◆ **Document**
--------
2. The coil component of claim 1, wherein the gap member has a shape of a bar extended to be in contact with both internal side surfaces of the magnetic body in a width direction.
3. The coil component of claim 1, wherein the gap member is a printed gap member.
4. The coil component of claim 1, wherein the gap member is made of the same material as an insulating material disposed on the first to fourth coil patterns.
5. The coil component of claim 1, wherein the first and second external electrodes are provided as input terminals, and the third and fourth external electrodes are provided as output terminals.
6. The coil component of claim 1, wherein the first to fourth coil patterns contain at least one selected from the group consisting of gold (Au), silver (Ag), platinum (Pt), copper (Cu), nickel (Ni), palladium (Pd), and alloys thereof.
7. The coil component of claim 1, wherein the substrates are magnetic substrates.
8. The coil component of claim 1, wherein an insulating material is disposed on the first to fourth coil patterns.
9. The coil component of claim 1, wherein the gap member contains an epoxy resin.
10. The coil component of claim 1, wherein the magnetic body contains a metal based soft magnetic material having a particle size of 0.1 μm to 30 μm dispersed in a polymer selected from the group consisting of an epoxy resin and a polyimide.
11. The coil component of claim 1, wherein only one gap member is located in only one of the upper region and the lower region of the magnetic body in the thickness direction.
13. The coil component of claim 12, wherein an insulating material is disposed on the first to fourth coil patterns.
14. The coil component of claim 12, wherein the gap member contains an epoxy resin.
15. The coil component of claim 12, wherein the magnetic body contains a metal based soft magnetic material having a particle size of 0.1 μm to 30 μm dispersed in a polymer selected from the group consisting of an epoxy resin and a polyimide.

This application claims the priority and benefit of Korean Patent Application No. 10-2015-0012672, filed on Jan. 27, 2015 with the Korean Intellectual Property Office, the entirety of which is incorporated herein by reference.

The present disclosure relates to a coil component and a board having the same.

Transmitting and receiving data in a high frequency band is a widely used function of electronic products such as digital televisions (TVs), smartphones, laptop computers, and the like. In the future, it is expected that these IT electronic products will not only be used as one device, but will also be connected to each other through a universal serial bus (USB) or another communications port, and thus they will be multifunctionalized and have a high degree of complexity.
--------
Position annotation records
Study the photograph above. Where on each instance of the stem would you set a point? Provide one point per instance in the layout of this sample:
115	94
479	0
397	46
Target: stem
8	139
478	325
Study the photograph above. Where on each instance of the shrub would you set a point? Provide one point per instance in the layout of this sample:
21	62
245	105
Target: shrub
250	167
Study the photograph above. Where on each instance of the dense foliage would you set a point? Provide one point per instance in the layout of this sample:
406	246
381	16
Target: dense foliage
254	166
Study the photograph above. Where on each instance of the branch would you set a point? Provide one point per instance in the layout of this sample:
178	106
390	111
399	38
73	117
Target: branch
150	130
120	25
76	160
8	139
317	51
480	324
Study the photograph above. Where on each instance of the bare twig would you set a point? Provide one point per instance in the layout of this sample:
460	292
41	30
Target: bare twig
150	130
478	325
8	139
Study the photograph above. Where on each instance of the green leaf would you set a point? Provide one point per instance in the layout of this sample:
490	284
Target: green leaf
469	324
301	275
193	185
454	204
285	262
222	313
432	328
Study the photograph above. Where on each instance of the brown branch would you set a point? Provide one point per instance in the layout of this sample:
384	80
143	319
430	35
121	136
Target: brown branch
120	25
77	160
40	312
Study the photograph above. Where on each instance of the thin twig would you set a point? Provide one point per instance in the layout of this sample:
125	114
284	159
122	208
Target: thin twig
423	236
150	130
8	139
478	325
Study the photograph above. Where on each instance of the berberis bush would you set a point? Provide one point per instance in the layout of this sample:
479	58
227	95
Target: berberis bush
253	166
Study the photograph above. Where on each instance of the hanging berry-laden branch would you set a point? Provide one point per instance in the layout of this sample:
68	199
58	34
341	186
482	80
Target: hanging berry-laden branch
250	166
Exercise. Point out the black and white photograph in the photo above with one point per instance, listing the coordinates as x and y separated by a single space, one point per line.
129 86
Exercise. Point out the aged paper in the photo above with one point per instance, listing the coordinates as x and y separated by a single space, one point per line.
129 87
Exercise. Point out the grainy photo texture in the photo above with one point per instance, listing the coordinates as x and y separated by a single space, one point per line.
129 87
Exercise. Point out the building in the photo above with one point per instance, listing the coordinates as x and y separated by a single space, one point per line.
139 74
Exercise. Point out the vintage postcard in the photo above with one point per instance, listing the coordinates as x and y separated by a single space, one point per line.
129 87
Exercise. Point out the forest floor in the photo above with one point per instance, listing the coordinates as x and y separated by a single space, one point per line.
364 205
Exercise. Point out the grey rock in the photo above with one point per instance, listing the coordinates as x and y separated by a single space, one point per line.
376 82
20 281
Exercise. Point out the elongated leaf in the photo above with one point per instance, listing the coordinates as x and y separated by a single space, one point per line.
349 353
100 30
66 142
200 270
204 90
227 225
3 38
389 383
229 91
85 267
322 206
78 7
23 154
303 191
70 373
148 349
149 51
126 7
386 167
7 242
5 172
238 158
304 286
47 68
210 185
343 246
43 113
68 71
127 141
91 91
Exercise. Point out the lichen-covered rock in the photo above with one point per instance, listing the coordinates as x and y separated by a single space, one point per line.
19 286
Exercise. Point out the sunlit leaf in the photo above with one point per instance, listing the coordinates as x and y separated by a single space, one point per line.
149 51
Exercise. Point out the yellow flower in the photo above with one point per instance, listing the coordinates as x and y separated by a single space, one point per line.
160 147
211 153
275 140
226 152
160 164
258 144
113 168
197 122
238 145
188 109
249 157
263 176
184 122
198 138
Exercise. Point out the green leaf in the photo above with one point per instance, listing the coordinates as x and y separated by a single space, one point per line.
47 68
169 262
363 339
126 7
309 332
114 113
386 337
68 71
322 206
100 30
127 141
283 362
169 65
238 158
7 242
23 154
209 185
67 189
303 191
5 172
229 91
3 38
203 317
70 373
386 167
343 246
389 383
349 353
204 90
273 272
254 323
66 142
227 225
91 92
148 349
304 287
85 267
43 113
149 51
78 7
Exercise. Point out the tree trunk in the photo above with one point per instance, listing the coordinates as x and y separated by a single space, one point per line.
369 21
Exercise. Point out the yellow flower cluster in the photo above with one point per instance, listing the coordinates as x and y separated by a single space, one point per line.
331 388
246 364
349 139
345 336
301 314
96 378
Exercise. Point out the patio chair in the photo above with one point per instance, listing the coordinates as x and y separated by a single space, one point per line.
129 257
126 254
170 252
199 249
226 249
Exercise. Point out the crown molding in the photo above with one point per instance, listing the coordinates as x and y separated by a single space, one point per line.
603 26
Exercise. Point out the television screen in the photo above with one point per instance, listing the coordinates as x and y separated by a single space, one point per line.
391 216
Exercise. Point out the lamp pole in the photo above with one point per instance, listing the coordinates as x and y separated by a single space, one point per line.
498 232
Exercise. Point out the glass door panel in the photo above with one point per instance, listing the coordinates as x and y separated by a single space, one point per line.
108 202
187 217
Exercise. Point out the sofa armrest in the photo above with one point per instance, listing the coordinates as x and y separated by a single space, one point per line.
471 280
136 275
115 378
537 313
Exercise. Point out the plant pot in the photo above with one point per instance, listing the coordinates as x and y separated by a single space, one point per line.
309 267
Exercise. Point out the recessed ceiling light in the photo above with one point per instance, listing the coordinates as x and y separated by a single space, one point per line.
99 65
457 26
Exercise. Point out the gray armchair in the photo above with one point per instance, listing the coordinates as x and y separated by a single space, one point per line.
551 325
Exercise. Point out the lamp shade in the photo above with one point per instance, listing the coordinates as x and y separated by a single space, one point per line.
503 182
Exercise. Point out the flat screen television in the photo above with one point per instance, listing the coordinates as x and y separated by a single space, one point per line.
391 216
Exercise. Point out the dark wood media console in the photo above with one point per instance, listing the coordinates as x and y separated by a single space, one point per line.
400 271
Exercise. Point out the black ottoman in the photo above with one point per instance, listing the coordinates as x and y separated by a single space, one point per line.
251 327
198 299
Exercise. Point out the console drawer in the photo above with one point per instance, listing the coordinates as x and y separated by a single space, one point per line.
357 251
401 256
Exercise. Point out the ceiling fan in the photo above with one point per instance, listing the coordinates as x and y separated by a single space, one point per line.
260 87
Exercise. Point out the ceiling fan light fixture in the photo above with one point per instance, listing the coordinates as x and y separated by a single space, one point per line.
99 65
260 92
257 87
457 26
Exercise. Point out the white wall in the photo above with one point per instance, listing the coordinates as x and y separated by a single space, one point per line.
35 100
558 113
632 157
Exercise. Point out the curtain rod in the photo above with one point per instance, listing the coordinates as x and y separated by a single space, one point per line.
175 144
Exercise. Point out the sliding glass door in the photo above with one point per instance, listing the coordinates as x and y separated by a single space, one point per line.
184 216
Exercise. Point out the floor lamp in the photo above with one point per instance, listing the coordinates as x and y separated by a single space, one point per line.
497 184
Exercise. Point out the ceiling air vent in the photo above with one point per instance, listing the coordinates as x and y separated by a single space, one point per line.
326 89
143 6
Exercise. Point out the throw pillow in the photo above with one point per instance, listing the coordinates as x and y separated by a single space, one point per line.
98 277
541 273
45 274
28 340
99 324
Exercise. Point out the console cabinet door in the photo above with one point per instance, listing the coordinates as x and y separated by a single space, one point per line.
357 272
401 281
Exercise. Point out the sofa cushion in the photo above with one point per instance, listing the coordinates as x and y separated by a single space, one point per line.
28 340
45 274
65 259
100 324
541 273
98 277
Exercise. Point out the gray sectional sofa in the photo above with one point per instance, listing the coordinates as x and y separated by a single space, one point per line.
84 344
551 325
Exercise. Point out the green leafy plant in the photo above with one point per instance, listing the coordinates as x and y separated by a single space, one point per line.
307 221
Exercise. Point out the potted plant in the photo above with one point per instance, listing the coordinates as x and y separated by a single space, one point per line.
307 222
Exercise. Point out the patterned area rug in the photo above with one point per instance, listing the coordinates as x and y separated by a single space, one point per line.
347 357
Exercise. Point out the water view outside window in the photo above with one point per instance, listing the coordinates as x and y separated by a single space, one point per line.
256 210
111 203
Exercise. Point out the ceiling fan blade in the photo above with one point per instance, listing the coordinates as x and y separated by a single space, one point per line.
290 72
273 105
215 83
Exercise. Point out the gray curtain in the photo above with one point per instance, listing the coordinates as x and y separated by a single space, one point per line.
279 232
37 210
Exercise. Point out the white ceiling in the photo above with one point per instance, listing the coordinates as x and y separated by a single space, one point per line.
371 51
--------
◆ **Task list**
**a)** Switch "Point out" to "Mark" in the records from the line with "Exercise. Point out the gray curtain" up to and including the last line of the records, leaving everything else unchanged. Give back only those lines.
**b)** Proceed with the patent text on the coil component from where it stops.

◆ **Answers to each task**
**a)**
Exercise. Mark the gray curtain in the photo above with one point per instance, listing the coordinates as x and y separated by a single space, one point per line.
279 232
37 210
Exercise. Mark the white ceiling in the photo above with one point per instance, listing the coordinates as x and y separated by a single space, one point per line.
371 51

**b)**
In accordance with the development of smartphones, demand for a thinner power inductor having a high current, high efficiency, high performance, and small size has increased.

Therefore, a product having a size of 2016 (2.0 mm length and 1.6 mm width) and a thickness of 1 mm, which is less than that of a product having a size of 2520 (2.5 mm length and 2.0 mm width) and a thickness of 1 mm used in the past, has currently been developed. In the future, it is expected that it will be miniaturized to have a size of 1608 (1.6 mm length and 0.8 mm width) and a thickness of 0.8 mm.

Concurrently, demand for a power inductor array having advantages such as a reduced mounting area has also increased.

A power inductor array may have a non-coupled or coupled inductor form or a mixed form of the non-coupled inductor form, the coupled inductor form depending on a coupling coefficient or mutual inductance between a plurality of coil patterns.

Therefore, power inductor array products have been made available. However, due to various integrated chip (IC) operations, efficiency, and performance demands of customers, a product capable of controlling several kinds of coupling values is required.

An aspect of the present disclosure provides a coil component and a board having the same.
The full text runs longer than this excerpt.